§ Problem set
a – From the article about women who stop smoking, list each percentage reported for the women's smoking habits when they were first surveyed, along with the group it describes.
b – Write the next part of the article about how stopping smoking could help women live longer, picking up after its final sentence.

Stopping Smoking Could Help Women Live 10 Years Longer, Study Suggests

Stop Smoking, Live Longer -- But By How Much?

By this point, everyone is aware that not smoking -- or at the very least, giving it up -- is good for your health. But a new study of more than a million women shows just how much longer you'll live by giving up the habit.

The study, published in The Lancet, shows that stopping smoking may help women live a decade longer than they would have if they had continued lighting up.

Researchers also found that the more the women smoked, the higher their risk of premature death, with even "light" smokers (those who smoked just one to nine cigarettes a day) having a doubled risk of death compared with non-smokers.

"If women smoke like men, they die like men -- but, whether they are men or women, smokers who stop before reaching middle age will on average gain about an extra ten years of life," study researcher Professor Sir Richard Peto, of the University of Oxford, said in a statement.

The study included 1.3 million women who joined the Million Women Study between 1996 and 2001 when they were between the ages of 50 and 65. Researchers surveyed them on their health habits and found that 20 percent of them smoked, 28 percent used to smoke and 52 percent never smoked. The researchers then re-surveyed them three years later to check on their smoking statuses.

The women were then followed for another nine years, on average, at which point about 66,000 of them had died.

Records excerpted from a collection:
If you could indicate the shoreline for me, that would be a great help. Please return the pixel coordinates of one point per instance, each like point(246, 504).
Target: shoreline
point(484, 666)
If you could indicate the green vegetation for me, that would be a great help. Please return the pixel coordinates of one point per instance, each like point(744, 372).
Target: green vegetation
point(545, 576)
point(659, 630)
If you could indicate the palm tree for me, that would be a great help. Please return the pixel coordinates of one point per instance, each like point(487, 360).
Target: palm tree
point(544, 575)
* * *
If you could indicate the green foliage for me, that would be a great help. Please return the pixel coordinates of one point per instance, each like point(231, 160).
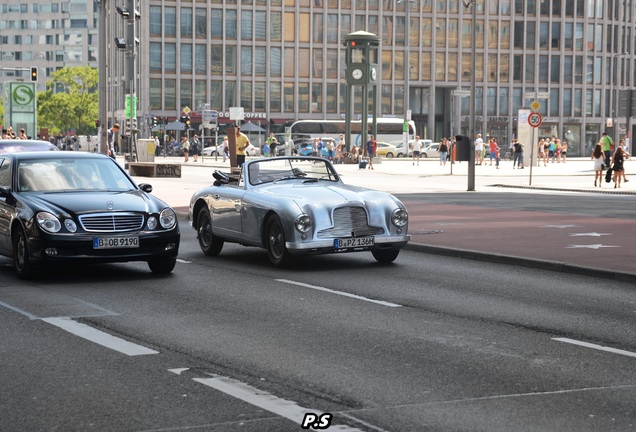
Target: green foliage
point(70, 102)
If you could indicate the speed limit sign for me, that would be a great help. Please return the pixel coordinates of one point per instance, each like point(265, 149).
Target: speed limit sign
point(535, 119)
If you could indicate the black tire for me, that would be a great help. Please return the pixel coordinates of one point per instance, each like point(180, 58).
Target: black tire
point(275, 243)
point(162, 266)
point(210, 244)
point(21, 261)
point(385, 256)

§ Your responses
a –
20 percent smoked
28 percent used to smoke
52 percent never smoked

b –
The researchers found that those who still smoked at the three-year re-survey point were almost three times more likely to die by the end of the whole study period, compared with the never-smokers.

The researchers also found that the deaths between smokers and non-smokers differed in that the smokers were more likely to die from diseases like stroke, lung disease or cancer, or heart disease.

Taking into account the nearly three-fold death risk smokers have compared with non-smokers, researchers extrapolated that smoking causes two out of three deaths among smokers in their 50s, 60s and 70s.

Researchers also investigated how much lower of a death risk a person had if they quit smoking by a certain age. They found that women who stopped smoking by age 30 were able to lower their risk of dying early 97 percent, while those who stopped before age 40 lowered their early death risk 90 percent.

They also found that people who didn't stop smoking until age 40 experienced negative health effects for decades after stopping, but these effects are 10 times worse for people who keep smoking post-40.